## Brief
Quote the whole listing word for word, please.

## begin Rows

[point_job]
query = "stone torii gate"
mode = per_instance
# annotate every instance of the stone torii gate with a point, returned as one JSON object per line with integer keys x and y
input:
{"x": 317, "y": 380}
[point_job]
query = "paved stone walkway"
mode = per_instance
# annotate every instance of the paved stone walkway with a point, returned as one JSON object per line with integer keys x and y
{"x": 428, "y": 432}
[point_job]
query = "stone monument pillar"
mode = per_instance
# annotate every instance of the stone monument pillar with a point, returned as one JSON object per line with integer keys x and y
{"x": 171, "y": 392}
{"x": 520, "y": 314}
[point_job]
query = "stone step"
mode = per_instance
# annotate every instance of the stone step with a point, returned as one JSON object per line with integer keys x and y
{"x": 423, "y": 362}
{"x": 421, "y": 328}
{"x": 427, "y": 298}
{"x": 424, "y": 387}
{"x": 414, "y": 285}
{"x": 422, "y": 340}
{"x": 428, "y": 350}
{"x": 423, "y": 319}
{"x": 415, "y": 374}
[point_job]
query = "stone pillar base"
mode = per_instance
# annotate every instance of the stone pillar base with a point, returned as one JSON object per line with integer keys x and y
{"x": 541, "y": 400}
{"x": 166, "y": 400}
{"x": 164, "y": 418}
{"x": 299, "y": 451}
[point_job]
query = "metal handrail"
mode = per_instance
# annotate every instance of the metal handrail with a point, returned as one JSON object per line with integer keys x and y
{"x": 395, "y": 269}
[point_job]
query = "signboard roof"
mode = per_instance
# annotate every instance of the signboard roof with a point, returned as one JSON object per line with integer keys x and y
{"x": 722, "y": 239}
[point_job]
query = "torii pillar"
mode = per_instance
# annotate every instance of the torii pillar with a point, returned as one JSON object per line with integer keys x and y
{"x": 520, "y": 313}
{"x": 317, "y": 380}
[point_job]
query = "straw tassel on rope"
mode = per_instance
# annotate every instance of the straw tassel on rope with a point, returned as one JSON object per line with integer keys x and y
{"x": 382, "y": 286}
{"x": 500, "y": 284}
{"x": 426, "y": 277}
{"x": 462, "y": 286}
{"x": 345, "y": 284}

## end Rows

## Answer to the task
[point_job]
query = "stone torii gate"
mode = per_instance
# annotate every instance of the stone torii gate with a point, returned as one JSON object per line with integer keys x and y
input:
{"x": 317, "y": 380}
[point_job]
query = "paved stone walkway"
mode = per_instance
# annotate every instance of the paved stone walkway with a point, returned as one JSON object per line with integer keys x and y
{"x": 428, "y": 432}
[point_job]
query = "stone monument pillar"
mode = per_instance
# annotate every instance of the stone monument pillar with a point, returned as one JSON object per line with integer keys x and y
{"x": 171, "y": 392}
{"x": 520, "y": 314}
[point_job]
query = "stone step"
mode = per_instance
# annotate every instance of the stone step with a point, returned as one JSON object per line with integer keys x and y
{"x": 423, "y": 362}
{"x": 421, "y": 328}
{"x": 427, "y": 298}
{"x": 424, "y": 387}
{"x": 414, "y": 285}
{"x": 422, "y": 340}
{"x": 428, "y": 350}
{"x": 423, "y": 319}
{"x": 415, "y": 374}
[point_job]
query = "stone pillar base"
mode = per_instance
# annotate every instance of the stone pillar base with a point, returned as one JSON object per line with integer keys x and y
{"x": 541, "y": 400}
{"x": 166, "y": 400}
{"x": 164, "y": 418}
{"x": 299, "y": 451}
[point_job]
query = "metal handrail"
mode = per_instance
# annotate every instance of the metal handrail with a point, returned as one JSON object per line with integer keys x and y
{"x": 395, "y": 269}
[point_job]
query = "signboard roof"
mode = per_instance
# annotate every instance of the signboard roof with a point, returned as one JSON object per line with integer keys x and y
{"x": 722, "y": 239}
[point_job]
query = "torii pillar"
mode = per_instance
# annotate every instance of the torii pillar with a point, returned as one JSON object per line with integer keys x and y
{"x": 520, "y": 313}
{"x": 317, "y": 380}
[point_job]
query = "straw tassel on rope"
mode = per_instance
# annotate every instance of the straw tassel on rope with a point, returned as one JSON object per line with integer keys x and y
{"x": 382, "y": 286}
{"x": 500, "y": 284}
{"x": 426, "y": 277}
{"x": 462, "y": 286}
{"x": 345, "y": 284}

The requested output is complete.